» DIRECTIVE
Where the line holding "Task: place one keypoint on every instance of the decorative" appears, start copying, and continue exactly through the last line of the listing, skipping pictures.

» ENTRIES SHOWN
····················

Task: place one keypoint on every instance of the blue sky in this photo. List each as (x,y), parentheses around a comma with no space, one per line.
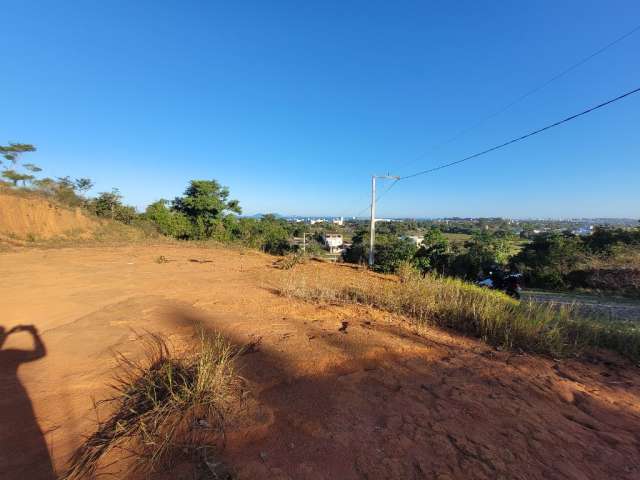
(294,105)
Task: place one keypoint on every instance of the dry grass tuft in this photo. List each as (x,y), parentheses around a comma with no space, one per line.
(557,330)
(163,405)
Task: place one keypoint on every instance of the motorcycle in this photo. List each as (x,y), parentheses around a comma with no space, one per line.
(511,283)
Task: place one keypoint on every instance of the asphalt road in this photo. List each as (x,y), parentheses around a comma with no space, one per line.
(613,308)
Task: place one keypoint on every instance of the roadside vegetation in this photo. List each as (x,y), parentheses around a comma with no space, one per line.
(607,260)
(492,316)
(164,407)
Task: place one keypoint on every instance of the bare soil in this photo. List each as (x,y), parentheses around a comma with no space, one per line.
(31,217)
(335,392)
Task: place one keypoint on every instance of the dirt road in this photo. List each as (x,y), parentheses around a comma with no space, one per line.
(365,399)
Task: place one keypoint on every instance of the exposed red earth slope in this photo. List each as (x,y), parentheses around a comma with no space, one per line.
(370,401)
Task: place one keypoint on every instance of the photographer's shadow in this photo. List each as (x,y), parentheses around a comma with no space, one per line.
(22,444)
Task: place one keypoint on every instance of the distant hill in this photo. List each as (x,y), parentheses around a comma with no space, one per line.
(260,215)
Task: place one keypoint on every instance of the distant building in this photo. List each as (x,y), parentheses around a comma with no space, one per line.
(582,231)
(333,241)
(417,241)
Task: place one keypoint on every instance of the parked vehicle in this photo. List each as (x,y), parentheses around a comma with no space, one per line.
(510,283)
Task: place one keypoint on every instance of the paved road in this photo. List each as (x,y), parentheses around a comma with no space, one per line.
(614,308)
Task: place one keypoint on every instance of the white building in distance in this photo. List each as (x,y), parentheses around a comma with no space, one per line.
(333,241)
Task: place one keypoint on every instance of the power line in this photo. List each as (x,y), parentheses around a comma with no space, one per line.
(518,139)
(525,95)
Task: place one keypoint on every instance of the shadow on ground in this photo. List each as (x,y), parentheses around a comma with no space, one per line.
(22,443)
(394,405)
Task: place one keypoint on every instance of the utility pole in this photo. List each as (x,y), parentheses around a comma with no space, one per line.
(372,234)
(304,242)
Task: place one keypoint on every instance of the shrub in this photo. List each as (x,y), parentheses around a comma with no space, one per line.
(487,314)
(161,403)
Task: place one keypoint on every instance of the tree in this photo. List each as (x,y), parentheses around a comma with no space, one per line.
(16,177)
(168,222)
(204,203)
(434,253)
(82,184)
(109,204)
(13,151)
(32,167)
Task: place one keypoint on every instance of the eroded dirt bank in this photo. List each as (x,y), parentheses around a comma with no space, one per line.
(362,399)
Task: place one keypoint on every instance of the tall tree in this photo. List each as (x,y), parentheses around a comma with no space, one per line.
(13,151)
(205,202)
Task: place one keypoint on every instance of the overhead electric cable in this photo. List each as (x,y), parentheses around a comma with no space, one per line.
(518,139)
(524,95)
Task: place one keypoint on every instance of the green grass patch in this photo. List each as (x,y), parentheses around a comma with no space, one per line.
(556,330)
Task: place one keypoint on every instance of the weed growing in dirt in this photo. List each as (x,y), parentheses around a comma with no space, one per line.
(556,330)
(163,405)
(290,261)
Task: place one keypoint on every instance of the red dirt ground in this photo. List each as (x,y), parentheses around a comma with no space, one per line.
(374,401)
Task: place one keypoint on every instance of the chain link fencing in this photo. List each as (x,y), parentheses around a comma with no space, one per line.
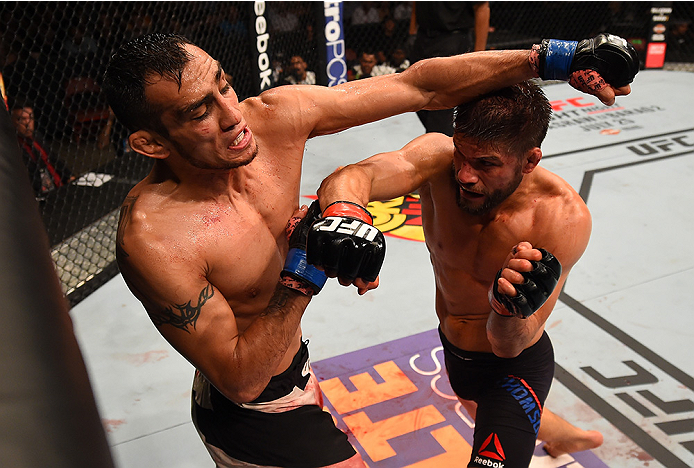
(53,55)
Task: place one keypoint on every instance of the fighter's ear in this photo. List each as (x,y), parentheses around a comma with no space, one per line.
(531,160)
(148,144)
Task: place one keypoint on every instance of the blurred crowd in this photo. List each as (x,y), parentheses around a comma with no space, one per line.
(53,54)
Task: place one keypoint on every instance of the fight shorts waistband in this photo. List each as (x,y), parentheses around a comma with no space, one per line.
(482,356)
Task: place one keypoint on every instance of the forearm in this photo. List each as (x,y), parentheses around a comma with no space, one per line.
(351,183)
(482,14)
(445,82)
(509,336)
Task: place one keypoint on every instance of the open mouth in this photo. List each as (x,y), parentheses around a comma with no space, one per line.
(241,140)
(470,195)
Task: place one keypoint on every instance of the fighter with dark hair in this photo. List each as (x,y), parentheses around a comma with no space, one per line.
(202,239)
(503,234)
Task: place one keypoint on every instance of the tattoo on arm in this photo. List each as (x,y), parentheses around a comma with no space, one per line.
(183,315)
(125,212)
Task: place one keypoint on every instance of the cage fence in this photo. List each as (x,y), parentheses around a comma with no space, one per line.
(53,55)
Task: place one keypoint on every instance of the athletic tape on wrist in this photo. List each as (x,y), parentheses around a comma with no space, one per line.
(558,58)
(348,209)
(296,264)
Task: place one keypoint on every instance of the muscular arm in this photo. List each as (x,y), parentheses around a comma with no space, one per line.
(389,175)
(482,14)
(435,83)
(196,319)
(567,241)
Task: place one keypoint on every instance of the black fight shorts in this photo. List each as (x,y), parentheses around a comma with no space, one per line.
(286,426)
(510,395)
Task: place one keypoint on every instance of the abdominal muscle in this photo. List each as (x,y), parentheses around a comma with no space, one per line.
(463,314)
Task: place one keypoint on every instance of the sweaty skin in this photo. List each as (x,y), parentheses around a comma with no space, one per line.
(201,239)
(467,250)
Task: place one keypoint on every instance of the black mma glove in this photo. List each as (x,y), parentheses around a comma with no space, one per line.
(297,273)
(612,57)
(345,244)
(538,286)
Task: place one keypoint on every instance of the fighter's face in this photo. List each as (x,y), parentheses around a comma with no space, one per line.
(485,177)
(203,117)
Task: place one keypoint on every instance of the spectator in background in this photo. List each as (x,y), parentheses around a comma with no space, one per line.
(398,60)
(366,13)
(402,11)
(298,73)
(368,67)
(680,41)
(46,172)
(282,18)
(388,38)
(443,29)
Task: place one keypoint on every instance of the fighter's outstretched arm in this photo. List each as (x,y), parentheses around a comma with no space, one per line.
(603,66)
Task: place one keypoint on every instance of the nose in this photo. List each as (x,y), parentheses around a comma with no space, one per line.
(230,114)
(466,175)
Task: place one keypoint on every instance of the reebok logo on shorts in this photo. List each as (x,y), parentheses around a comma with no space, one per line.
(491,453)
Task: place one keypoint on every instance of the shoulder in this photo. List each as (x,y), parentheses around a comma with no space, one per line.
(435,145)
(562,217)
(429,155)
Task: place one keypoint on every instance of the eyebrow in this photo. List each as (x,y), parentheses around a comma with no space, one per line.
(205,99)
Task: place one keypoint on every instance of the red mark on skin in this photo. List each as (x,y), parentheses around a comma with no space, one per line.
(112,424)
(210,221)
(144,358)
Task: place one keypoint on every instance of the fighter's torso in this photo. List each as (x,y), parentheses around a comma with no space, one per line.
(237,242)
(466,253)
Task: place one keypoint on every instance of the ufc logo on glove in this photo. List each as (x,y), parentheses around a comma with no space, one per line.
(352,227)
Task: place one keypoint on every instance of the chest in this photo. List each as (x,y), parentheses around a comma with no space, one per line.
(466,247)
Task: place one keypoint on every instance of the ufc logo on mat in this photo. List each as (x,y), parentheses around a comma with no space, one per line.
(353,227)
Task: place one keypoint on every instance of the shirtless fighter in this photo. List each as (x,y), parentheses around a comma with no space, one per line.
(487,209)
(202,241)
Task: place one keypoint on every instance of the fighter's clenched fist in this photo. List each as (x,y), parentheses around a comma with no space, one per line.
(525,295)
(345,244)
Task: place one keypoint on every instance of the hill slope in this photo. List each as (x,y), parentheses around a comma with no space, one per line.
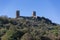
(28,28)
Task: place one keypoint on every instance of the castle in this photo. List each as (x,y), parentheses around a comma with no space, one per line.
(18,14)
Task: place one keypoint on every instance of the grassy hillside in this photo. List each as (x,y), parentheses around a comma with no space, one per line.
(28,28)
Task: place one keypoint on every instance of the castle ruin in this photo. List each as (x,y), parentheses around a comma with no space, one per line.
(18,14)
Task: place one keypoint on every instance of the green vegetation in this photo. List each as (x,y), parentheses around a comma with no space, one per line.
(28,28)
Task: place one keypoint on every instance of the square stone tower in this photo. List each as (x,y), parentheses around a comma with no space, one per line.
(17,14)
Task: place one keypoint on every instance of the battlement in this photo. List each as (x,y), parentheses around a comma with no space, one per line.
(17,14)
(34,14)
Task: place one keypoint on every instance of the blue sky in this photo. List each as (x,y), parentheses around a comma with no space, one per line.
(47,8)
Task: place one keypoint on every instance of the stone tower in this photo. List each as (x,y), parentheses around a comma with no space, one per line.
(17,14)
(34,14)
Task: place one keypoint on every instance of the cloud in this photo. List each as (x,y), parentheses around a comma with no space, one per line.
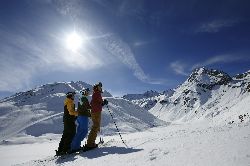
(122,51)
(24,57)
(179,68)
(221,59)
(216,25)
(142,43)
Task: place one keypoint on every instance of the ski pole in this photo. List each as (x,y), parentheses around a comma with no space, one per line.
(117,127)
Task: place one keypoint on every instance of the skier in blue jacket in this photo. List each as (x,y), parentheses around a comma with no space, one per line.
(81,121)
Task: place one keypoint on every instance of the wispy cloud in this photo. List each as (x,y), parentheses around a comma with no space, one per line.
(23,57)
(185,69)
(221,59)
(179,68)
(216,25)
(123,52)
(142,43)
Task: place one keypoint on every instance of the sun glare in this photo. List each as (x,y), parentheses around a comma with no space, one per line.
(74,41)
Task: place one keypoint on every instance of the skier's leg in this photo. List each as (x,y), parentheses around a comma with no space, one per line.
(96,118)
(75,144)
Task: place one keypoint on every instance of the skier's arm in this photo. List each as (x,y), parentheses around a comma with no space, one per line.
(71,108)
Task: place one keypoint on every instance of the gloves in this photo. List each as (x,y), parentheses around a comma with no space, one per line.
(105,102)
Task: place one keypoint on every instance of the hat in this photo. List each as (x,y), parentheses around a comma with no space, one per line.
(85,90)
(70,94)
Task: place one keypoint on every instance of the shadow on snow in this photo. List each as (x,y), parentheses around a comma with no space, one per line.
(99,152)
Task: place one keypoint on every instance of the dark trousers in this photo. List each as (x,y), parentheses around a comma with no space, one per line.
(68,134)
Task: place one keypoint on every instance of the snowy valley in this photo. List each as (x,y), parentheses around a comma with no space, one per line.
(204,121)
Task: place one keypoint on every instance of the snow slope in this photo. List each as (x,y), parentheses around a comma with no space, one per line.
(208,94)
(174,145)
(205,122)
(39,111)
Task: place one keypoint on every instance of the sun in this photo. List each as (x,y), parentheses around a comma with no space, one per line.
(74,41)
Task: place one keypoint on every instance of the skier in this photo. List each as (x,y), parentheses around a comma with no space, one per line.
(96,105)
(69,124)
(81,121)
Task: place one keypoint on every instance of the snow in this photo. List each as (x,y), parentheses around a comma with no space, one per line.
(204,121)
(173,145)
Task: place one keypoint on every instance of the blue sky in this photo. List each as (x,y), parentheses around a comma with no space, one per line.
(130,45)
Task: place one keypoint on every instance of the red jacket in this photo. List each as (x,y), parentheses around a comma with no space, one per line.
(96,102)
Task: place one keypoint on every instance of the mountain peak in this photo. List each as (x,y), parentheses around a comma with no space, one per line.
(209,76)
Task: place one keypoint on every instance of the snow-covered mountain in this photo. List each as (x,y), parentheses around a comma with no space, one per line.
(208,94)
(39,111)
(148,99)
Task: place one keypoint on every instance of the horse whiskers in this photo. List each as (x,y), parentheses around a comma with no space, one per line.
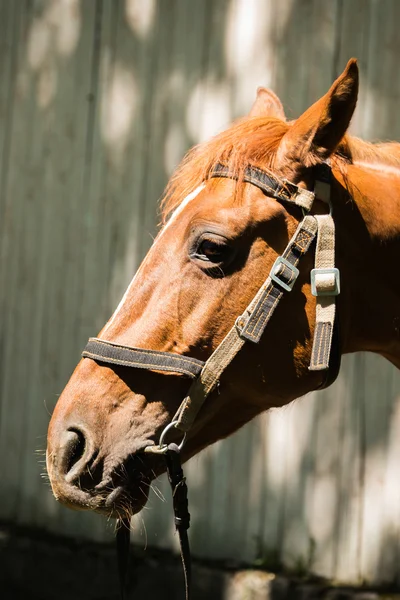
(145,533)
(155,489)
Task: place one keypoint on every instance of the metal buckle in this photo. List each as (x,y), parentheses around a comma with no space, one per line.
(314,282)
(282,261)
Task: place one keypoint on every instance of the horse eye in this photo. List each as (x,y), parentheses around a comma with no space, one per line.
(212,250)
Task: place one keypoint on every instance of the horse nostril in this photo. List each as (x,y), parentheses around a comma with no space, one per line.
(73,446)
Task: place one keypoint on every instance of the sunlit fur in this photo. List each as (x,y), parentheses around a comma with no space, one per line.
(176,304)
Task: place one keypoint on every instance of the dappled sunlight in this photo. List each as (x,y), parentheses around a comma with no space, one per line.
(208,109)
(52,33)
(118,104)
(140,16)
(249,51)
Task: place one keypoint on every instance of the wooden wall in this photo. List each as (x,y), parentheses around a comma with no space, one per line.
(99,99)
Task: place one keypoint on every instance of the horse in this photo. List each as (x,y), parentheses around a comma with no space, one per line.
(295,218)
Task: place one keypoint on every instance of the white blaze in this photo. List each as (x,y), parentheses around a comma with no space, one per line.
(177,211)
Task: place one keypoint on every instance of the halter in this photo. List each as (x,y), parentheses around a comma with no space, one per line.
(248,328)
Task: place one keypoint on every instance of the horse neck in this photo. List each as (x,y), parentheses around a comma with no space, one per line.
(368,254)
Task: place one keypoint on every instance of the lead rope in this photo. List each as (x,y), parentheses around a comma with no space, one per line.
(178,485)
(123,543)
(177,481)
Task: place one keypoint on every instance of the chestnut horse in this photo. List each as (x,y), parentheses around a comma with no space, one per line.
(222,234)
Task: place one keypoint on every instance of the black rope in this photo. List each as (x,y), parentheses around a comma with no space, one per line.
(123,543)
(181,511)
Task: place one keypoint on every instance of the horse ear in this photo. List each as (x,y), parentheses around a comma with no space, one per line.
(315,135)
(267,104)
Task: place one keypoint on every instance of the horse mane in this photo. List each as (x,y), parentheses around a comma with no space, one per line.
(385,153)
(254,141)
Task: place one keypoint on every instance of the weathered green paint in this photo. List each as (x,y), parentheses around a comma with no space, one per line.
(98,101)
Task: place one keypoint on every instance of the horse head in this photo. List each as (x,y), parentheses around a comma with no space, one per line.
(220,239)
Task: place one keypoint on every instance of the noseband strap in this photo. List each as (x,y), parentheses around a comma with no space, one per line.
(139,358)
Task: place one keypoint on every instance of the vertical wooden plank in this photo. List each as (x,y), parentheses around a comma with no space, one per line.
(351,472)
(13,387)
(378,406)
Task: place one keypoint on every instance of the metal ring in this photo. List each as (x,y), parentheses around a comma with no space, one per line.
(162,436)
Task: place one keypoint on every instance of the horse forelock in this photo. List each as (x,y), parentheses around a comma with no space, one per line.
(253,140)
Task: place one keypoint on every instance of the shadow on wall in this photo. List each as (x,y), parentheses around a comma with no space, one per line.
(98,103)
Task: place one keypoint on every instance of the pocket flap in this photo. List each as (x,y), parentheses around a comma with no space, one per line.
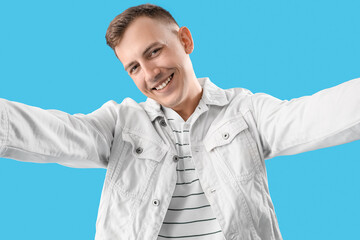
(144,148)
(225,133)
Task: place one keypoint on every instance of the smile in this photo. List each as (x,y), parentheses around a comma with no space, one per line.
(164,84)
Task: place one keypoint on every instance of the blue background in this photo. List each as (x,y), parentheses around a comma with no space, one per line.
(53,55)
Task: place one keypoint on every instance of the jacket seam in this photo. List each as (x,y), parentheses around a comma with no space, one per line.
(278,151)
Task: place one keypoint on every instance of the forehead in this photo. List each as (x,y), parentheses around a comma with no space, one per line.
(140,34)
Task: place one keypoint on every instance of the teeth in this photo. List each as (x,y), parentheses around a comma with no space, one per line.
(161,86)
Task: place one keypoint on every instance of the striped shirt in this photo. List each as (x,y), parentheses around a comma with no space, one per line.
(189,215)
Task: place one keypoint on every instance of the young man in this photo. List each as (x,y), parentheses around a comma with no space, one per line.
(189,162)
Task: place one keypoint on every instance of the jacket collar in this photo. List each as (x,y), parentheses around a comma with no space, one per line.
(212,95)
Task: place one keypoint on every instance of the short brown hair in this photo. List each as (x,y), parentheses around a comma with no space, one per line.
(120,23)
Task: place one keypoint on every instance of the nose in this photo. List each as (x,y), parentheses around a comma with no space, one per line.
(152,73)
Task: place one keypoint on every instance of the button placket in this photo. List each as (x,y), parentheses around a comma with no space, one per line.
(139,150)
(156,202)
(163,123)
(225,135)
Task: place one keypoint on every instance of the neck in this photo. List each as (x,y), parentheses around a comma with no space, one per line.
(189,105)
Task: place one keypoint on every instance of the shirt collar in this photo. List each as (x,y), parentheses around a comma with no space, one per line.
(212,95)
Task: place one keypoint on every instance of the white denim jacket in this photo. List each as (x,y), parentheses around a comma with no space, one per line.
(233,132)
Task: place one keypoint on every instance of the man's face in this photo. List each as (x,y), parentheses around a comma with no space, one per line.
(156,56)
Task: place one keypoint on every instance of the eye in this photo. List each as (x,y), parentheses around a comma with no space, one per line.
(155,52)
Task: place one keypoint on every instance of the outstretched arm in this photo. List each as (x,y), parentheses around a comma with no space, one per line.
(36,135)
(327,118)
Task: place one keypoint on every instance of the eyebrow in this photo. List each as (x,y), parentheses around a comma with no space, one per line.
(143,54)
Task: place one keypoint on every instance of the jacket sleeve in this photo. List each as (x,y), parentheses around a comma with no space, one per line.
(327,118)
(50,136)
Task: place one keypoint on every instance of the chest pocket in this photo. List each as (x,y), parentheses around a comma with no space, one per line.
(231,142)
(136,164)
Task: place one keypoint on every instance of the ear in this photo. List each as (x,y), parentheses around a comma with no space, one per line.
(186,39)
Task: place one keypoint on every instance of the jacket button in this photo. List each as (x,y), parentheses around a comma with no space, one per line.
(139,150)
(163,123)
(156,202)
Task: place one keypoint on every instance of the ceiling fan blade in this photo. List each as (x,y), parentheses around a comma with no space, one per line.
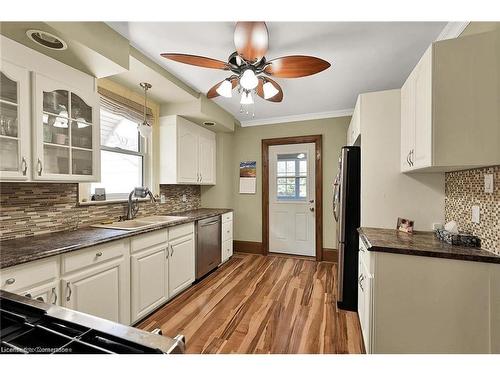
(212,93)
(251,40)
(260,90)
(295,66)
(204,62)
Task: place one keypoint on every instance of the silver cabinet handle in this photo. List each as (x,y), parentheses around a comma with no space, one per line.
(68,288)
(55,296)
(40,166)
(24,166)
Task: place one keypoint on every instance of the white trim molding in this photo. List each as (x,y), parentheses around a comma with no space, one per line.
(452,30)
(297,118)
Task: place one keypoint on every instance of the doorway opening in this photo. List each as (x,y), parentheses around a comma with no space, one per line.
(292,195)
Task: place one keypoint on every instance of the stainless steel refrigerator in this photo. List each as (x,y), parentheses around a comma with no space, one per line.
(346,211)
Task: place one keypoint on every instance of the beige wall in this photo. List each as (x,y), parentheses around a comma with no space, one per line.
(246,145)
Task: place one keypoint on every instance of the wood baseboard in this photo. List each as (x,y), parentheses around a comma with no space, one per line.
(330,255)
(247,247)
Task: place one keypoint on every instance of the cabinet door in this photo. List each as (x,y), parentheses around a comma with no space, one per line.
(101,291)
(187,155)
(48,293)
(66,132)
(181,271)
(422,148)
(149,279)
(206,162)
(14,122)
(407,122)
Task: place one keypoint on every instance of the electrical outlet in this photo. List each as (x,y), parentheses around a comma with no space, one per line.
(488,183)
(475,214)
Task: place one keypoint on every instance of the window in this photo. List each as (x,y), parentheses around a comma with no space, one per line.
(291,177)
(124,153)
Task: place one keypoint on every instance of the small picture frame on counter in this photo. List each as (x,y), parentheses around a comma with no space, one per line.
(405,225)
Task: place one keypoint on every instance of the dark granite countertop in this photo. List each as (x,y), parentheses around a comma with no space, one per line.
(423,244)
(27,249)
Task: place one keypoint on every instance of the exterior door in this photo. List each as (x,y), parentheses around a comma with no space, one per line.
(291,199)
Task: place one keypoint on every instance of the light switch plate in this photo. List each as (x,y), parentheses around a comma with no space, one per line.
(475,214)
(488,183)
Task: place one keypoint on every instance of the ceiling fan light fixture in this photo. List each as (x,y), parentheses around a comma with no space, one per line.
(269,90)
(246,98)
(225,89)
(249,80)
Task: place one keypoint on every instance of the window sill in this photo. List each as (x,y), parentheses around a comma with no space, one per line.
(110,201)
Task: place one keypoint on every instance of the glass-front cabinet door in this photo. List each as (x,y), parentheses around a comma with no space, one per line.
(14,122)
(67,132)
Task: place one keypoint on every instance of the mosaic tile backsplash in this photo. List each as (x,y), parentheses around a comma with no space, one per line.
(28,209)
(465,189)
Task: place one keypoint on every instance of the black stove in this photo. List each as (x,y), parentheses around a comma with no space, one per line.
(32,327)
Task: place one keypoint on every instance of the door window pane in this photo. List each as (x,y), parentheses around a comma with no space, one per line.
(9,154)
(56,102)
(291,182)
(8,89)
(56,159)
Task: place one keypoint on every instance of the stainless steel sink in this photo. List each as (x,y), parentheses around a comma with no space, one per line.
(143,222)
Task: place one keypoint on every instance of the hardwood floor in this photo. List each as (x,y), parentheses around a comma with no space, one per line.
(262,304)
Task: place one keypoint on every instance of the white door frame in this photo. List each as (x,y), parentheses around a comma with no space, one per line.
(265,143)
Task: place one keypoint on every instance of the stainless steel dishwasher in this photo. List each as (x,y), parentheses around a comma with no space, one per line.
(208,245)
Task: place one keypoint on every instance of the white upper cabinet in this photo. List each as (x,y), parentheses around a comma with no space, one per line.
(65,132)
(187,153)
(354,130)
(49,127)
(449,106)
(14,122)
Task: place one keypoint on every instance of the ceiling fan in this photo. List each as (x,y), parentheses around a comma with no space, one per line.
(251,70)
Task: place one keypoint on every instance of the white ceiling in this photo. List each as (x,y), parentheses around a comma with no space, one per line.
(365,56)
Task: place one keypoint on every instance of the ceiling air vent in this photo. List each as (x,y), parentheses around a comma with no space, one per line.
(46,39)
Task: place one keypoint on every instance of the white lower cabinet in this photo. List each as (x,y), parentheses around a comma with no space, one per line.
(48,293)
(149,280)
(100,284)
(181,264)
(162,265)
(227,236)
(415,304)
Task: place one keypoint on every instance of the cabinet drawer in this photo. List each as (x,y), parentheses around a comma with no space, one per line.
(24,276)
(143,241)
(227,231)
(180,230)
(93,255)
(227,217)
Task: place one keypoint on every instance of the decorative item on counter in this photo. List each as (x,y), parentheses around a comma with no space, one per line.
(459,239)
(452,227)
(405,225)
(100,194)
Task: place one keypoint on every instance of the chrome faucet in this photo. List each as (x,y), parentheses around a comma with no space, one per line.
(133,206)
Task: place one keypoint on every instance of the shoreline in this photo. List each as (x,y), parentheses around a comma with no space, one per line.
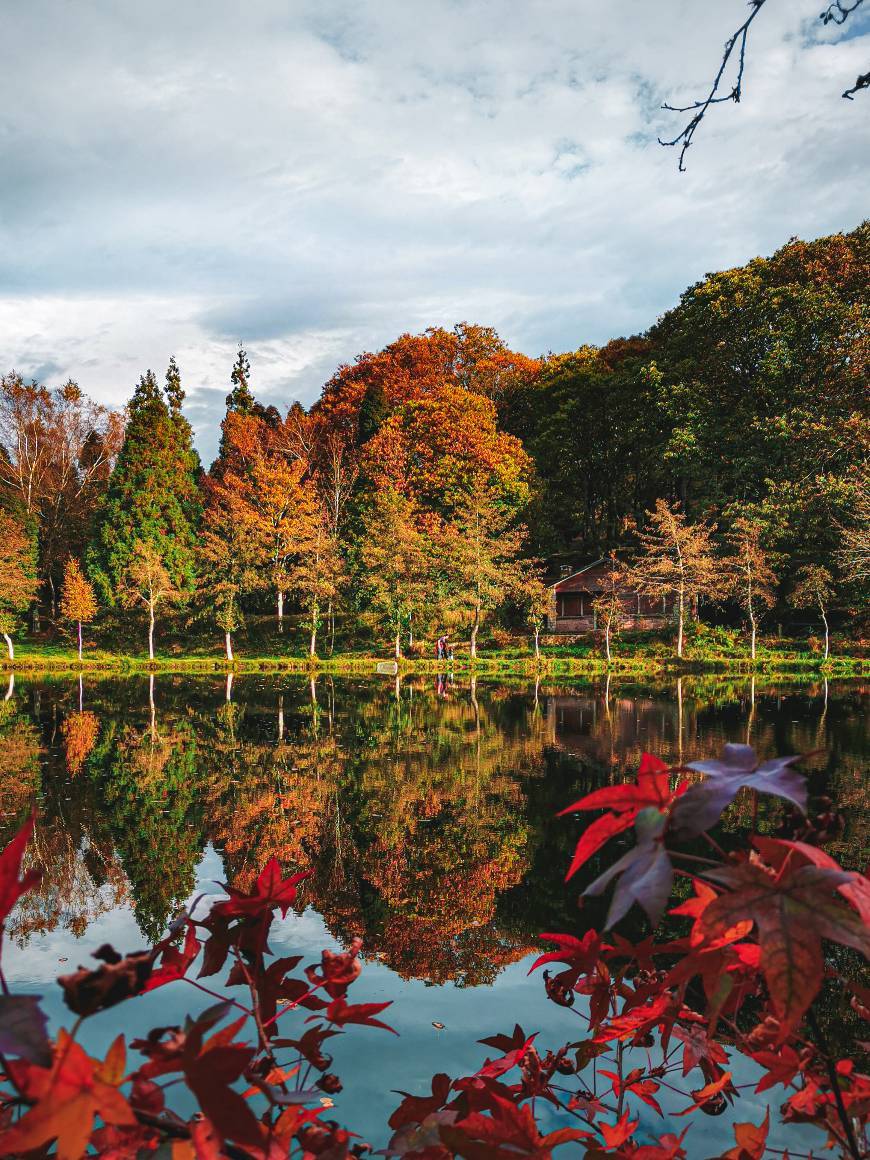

····················

» EXERCISE ANSWER
Task: place one keypoint on every instance of the decorative item on counter in this photo. List each as (x,y), parentheses around a comma with no space, one per line.
(459,239)
(452,227)
(405,225)
(100,194)
Task: place one keypoint on every instance of the chrome faucet in this photo. List each as (x,y), parentheses around a comma with no space, one per line.
(133,206)
Task: place one keypoint on every instance of the shoreline in this photo. List each as (x,y), parentheses around a comma with no space, one per line.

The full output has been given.